Tests and conformity assessment procedures are a requirement set out in statutory provisions for numerous products. But who tests the testers? Within the scope of the German Product Safety Act (ProdSG), this task is assumed by the ZLS, the central body of the German regional authorities responsible for safety technology. In this interview, the ZLS's director, Hans- Georg Niedermeyer, will introduce us to his institution.
Mr Niedermeyer, what are the tasks of the ZLS?
Based upon a treaty adopted in 1993, the ZLS assumes a co-ordinating and monitoring role in product safety on behalf of all of Germany's individual regional authorities. Bodies which test and certify the safety of products, equipment, machinery and installations require state authorization before they may perform certain conformity assessment tasks required by the Product Safety Act. This authorization is independent of any accreditation they may have from the DAkkS, Germany's national accreditation body. Authorization is issued by the ZLS in response to applications from the following bodies:
• Notified bodies (including bodies conducting activities within the scope of the first regulation under the German Explosives Act (SprengG) and of the Transportable Pressure Equipment Regulation (ODV))
• Test bodies authorized to issue the GS mark
• Approved inspection bodies with the task of inspecting installations subject to mandatory inspection The ZLS's tasks also include monitoring of the bodies themselves. For the notified bodies under the ProdSG, the ZLS is also the notifying authority, i.e. it notifies these bodies to the European Commission and the Member States.
Following entry into force in 2013 of the amendment to the treaty, the ZLS has also assumed new tasks of co-ordinating and supporting the market surveillance authorities of the German regional governments under the ProdSG. This particularly includes support when formal objections to standards are raised. Provision also exists for the regional authorities' responsibilities for enforcement to be transferred in certain cases to the ZLS.
In what way is the ZLS involved in standardization activity?

| Information given |
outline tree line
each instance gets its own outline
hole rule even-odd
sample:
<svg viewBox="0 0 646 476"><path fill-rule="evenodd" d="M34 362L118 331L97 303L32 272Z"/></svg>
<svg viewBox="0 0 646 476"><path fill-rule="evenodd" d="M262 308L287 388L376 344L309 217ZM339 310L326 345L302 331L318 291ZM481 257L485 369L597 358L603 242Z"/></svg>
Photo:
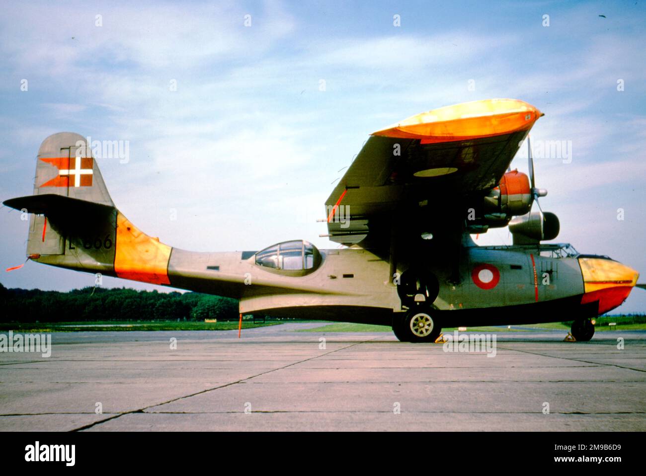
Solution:
<svg viewBox="0 0 646 476"><path fill-rule="evenodd" d="M0 284L0 322L236 320L238 301L199 293L85 287L67 293L7 289Z"/></svg>

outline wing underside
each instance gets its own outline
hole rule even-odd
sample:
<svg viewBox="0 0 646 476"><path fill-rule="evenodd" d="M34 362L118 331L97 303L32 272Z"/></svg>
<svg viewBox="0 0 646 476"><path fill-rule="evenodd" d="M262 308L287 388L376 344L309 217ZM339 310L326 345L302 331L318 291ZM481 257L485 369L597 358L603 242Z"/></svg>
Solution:
<svg viewBox="0 0 646 476"><path fill-rule="evenodd" d="M395 227L417 233L415 225L430 220L459 226L457 209L499 184L542 115L521 101L488 99L374 132L326 202L330 239L382 247Z"/></svg>

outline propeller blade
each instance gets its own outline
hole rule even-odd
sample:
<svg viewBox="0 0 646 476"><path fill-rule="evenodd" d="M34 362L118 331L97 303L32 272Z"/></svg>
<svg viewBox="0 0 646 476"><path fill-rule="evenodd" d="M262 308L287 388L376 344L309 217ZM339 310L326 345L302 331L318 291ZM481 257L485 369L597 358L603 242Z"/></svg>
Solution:
<svg viewBox="0 0 646 476"><path fill-rule="evenodd" d="M533 194L534 189L536 188L536 184L534 180L534 159L532 158L532 142L530 140L528 134L527 134L527 158L528 161L527 165L529 169L529 180L532 186L532 194Z"/></svg>

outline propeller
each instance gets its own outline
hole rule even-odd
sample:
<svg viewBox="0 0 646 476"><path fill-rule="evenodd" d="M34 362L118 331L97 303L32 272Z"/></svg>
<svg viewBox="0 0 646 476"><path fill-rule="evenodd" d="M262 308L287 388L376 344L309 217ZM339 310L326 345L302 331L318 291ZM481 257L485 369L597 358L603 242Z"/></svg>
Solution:
<svg viewBox="0 0 646 476"><path fill-rule="evenodd" d="M541 208L541 204L538 202L539 197L544 197L547 194L547 191L545 189L537 189L536 183L534 181L534 159L532 157L532 142L530 140L529 134L527 134L527 156L528 158L529 163L528 167L529 168L529 181L530 186L531 187L530 192L532 194L532 203L529 205L529 212L532 213L532 206L534 205L534 202L536 202L536 205L538 205L538 209L543 212L543 209Z"/></svg>

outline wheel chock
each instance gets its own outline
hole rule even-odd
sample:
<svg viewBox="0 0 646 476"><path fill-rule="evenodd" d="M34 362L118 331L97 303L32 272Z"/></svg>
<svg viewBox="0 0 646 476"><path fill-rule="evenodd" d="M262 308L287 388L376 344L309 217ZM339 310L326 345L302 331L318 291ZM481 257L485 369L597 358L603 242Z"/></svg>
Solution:
<svg viewBox="0 0 646 476"><path fill-rule="evenodd" d="M571 332L568 332L567 335L565 336L565 338L563 339L564 342L576 342L576 339L574 338L574 336L572 335Z"/></svg>

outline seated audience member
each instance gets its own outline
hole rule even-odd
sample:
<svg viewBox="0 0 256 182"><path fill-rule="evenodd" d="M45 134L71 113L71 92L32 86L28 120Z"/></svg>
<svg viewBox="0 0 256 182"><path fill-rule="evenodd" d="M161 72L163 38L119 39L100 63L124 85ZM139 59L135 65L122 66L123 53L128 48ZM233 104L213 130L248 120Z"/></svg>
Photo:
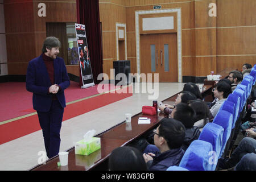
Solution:
<svg viewBox="0 0 256 182"><path fill-rule="evenodd" d="M202 95L201 94L200 90L198 86L194 83L188 82L185 84L183 87L183 91L190 92L196 96L196 98L203 100Z"/></svg>
<svg viewBox="0 0 256 182"><path fill-rule="evenodd" d="M174 119L164 118L154 133L155 145L147 146L143 155L148 168L166 171L171 166L178 166L184 153L181 147L185 136L184 125Z"/></svg>
<svg viewBox="0 0 256 182"><path fill-rule="evenodd" d="M222 169L236 166L237 171L256 170L256 140L245 137L228 159L221 158L218 160L219 167Z"/></svg>
<svg viewBox="0 0 256 182"><path fill-rule="evenodd" d="M217 101L213 103L209 109L212 116L214 117L221 105L232 92L230 86L224 81L218 82L215 85L213 91L214 97L217 98Z"/></svg>
<svg viewBox="0 0 256 182"><path fill-rule="evenodd" d="M192 100L189 102L188 105L196 112L194 126L197 127L200 131L205 125L212 121L213 117L210 109L204 101Z"/></svg>
<svg viewBox="0 0 256 182"><path fill-rule="evenodd" d="M137 148L120 147L114 149L109 156L110 171L145 171L148 168L142 153Z"/></svg>
<svg viewBox="0 0 256 182"><path fill-rule="evenodd" d="M184 103L177 105L171 114L171 118L180 121L186 129L182 145L182 149L184 151L188 148L192 142L199 137L201 133L197 127L193 126L195 117L194 110L188 105Z"/></svg>
<svg viewBox="0 0 256 182"><path fill-rule="evenodd" d="M231 88L233 92L237 85L241 84L243 80L243 75L239 71L234 70L229 73L228 79L231 81Z"/></svg>
<svg viewBox="0 0 256 182"><path fill-rule="evenodd" d="M249 75L251 70L251 65L248 63L243 64L242 70L243 77L246 75Z"/></svg>
<svg viewBox="0 0 256 182"><path fill-rule="evenodd" d="M214 83L214 85L216 85L219 82L221 82L221 81L224 81L224 82L226 82L228 84L230 85L230 87L231 87L231 84L232 84L231 81L228 78L223 78L223 79L221 79L221 80L218 80L218 81L216 81L215 83ZM213 96L214 96L214 95L213 95L213 89L212 90L212 94L213 94ZM207 102L206 103L207 103L207 105L208 106L209 108L210 108L215 104L215 102L216 102L216 101L218 101L218 98L215 98L212 102Z"/></svg>
<svg viewBox="0 0 256 182"><path fill-rule="evenodd" d="M175 105L180 102L188 104L189 101L196 99L196 96L191 92L182 91L180 93L178 94L178 96L175 100ZM174 106L171 106L168 104L164 104L159 107L159 109L161 111L166 114L171 114L174 108Z"/></svg>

| Brief |
Copy out the ZLS interview in full, word for word, from its first sentence to its last.

| Answer section |
Tests and conformity assessment procedures are a requirement set out in statutory provisions for numerous products. But who tests the testers? Within the scope of the German Product Safety Act (ProdSG), this task is assumed by the ZLS, the central body of the German regional authorities responsible for safety technology. In this interview, the ZLS's director, Hans- Georg Niedermeyer, will introduce us to his institution.
Mr Niedermeyer, what are the tasks of the ZLS?
Based upon a treaty adopted in 1993, the ZLS assumes a co-ordinating and monitoring role in product safety on behalf of all of Germany's individual regional authorities. Bodies which test and certify the safety of products, equipment, machinery and installations require state authorization before they may perform certain conformity assessment tasks required by the Product Safety Act. This authorization is independent of any accreditation they may have from the DAkkS, Germany's national accreditation body. Authorization is issued by the ZLS in response to applications from the following bodies:
• Notified bodies (including bodies conducting activities within the scope of the first regulation under the German Explosives Act (SprengG) and of the Transportable Pressure Equipment Regulation (ODV))
• Test bodies authorized to issue the GS mark
• Approved inspection bodies with the task of inspecting installations subject to mandatory inspection The ZLS's tasks also include monitoring of the bodies themselves. For the notified bodies under the ProdSG, the ZLS is also the notifying authority, i.e. it notifies these bodies to the European Commission and the Member States.
Following entry into force in 2013 of the amendment to the treaty, the ZLS has also assumed new tasks of co-ordinating and supporting the market surveillance authorities of the German regional governments under the ProdSG. This particularly includes support when formal objections to standards are raised. Provision also exists for the regional authorities' responsibilities for enforcement to be transferred in certain cases to the ZLS.
In what way is the ZLS involved in standardization activity?